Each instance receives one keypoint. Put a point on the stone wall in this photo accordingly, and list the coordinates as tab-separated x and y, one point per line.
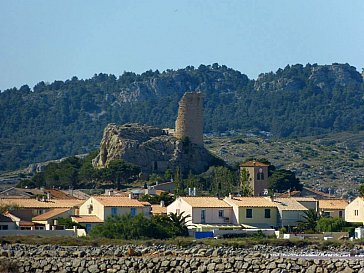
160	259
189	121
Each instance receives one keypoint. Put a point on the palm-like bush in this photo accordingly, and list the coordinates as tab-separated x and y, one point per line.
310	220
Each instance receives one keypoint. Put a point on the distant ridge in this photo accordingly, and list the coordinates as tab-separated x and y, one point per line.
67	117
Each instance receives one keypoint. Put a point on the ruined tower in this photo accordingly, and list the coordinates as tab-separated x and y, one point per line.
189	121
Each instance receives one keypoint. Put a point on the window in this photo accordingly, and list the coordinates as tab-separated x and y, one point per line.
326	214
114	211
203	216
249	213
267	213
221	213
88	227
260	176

...

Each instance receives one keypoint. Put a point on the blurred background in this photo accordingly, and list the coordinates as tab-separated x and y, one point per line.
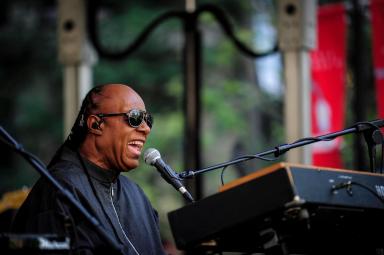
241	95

Aim:
Please collect every line from the entries above that contains the word "ruined" and copy each one in full.

The output:
Each instance receives one keypoint. Put a point on the ruined tower in this photo accordingly, and list the coordinates as tab-separated x and y, one point per line.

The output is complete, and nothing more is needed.